Copy out everything from the line containing "If it's not too much trouble, could you box the orb" down to the last of the entries, requests included, and only those lines. Multiply each box coordinate in the bracketed answers by 1.45 and round to whole numbers, with halves rounding up.

- Source data -
++++++++
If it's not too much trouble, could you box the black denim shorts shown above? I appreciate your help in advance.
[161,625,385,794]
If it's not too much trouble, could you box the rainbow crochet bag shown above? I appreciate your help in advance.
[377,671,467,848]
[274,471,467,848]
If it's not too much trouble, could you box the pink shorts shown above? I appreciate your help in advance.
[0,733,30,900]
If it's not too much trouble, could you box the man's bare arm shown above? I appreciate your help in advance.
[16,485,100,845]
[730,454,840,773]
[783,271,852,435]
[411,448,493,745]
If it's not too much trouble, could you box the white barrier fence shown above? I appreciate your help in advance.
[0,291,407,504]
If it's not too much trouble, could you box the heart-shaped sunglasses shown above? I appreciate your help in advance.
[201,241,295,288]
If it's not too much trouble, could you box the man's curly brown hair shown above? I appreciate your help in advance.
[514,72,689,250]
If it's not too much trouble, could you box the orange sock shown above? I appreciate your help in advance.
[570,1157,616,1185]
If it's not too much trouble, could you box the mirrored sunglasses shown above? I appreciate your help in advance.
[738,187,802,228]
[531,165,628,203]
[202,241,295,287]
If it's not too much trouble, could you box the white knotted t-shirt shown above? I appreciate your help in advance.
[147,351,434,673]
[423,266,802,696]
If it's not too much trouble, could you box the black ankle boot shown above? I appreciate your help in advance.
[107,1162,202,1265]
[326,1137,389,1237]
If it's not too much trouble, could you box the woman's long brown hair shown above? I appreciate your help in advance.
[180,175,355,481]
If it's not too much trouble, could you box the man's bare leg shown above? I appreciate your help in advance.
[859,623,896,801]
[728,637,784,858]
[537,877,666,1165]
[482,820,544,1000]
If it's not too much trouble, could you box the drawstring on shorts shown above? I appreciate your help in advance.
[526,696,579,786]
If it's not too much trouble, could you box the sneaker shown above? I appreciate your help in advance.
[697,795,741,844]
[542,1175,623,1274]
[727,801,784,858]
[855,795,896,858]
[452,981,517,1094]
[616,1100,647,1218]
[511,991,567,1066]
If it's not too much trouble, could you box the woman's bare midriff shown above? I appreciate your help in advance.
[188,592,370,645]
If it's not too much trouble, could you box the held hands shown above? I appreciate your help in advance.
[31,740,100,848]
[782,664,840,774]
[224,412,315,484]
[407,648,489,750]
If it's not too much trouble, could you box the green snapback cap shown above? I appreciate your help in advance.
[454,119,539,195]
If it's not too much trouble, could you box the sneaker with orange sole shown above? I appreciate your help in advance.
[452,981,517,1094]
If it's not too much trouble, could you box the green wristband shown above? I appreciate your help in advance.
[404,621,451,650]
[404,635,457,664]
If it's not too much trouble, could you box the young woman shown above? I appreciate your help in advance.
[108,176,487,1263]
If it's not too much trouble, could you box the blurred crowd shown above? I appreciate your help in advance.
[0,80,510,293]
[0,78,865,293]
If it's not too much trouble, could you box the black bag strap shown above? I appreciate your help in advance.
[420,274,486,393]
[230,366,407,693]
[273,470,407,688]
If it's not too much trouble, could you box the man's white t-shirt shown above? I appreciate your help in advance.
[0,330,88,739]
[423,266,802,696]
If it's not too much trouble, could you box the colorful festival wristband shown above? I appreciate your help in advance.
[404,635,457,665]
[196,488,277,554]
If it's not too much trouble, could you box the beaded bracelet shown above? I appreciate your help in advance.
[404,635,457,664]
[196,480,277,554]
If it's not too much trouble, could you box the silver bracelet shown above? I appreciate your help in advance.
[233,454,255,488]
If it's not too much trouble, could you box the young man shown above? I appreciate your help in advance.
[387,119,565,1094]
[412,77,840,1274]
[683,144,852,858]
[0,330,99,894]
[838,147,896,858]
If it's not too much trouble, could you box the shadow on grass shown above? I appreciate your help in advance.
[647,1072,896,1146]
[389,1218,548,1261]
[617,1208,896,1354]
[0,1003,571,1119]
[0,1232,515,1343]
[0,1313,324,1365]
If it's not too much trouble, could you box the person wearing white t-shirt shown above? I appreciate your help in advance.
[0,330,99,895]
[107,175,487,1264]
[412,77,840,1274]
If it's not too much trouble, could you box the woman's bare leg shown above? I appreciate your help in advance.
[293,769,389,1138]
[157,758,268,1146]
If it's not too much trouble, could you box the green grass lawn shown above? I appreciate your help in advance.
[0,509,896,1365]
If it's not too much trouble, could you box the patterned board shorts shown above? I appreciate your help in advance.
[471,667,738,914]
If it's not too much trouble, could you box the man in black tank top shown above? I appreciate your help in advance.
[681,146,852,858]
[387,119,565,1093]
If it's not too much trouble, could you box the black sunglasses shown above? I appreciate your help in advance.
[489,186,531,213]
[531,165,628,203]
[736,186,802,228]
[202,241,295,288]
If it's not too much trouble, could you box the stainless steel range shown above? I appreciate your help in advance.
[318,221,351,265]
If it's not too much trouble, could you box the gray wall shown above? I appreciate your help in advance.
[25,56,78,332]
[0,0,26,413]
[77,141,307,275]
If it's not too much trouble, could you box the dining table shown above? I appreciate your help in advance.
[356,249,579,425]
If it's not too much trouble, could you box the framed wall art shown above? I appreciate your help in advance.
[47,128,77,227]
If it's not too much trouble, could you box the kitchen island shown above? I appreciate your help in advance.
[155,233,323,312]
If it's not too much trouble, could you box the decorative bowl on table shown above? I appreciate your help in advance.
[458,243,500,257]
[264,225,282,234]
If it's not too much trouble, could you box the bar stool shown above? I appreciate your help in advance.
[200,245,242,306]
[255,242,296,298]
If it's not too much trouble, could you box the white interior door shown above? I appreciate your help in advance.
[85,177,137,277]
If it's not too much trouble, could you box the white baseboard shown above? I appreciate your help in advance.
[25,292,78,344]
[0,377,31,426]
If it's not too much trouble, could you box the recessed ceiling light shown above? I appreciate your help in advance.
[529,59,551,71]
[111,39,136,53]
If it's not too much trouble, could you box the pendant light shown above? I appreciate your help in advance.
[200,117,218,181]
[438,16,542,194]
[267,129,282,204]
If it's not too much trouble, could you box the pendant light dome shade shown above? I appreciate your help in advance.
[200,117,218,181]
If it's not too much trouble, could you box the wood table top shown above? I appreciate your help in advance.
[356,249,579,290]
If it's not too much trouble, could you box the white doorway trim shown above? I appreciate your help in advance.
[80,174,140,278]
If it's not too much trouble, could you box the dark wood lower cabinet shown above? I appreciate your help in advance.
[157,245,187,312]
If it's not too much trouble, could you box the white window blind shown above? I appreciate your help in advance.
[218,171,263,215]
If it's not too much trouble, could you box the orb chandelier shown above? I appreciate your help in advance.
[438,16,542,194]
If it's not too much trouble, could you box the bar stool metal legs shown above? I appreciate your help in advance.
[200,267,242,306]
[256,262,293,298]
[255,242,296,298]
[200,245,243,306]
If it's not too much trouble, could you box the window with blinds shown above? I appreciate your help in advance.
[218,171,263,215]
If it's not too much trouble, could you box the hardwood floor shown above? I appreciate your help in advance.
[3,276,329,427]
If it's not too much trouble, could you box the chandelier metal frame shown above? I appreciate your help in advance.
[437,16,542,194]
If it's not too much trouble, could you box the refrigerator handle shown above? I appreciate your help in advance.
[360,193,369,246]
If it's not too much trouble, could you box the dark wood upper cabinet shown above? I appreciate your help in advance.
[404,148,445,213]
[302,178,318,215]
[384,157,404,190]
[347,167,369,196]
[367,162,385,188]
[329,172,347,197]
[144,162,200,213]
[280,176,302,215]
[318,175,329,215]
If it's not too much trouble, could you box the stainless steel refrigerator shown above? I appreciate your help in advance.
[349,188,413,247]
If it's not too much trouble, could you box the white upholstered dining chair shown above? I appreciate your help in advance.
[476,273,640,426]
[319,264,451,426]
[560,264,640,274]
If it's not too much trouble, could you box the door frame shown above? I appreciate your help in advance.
++++++++
- Solution -
If it's not too much trouble, could you box the orb chandelier shown above? I appreciate your help in advance.
[635,23,786,281]
If it's not too much trouble, could you box the bar stool metal legs shown above? I appreciate your help in advance.
[290,387,351,444]
[371,380,425,432]
[370,351,429,432]
[290,355,352,444]
If it's not too much trouble, could you box the window with blinds shown above? I appreciate your help in advance.
[316,248,381,312]
If it's not too much trouble, could you box the hardwood floor shown above? I appreciate your help in advance.
[4,400,477,619]
If it's not too much trouble, could you box the chandelier metal frame shown above? I appreciate your help in advance.
[634,23,786,281]
If it's not too much trouble, could you box the refrigerator handle shown above? I appreciate your help in advance.
[522,280,535,357]
If it's not too much trouble, could you box the dark wood upper cabinet shown above? I appreciate your help in advance.
[586,215,645,309]
[438,258,461,312]
[557,228,586,276]
[503,242,535,284]
[532,235,558,273]
[477,249,503,286]
[209,235,290,309]
[406,255,438,312]
[461,254,477,312]
If it's not too much trouble, could you box the stainless steel refrigerator shown above? I appreciate your help in advance.
[506,273,599,358]
If it's not too much trouble, could you box the white upholstered dining chair shown above? I appreciate your help in advance.
[690,396,928,618]
[463,383,654,618]
[812,383,928,397]
If it's not too much trouble, could you box the door frame shown above? I appreciate your help in advance.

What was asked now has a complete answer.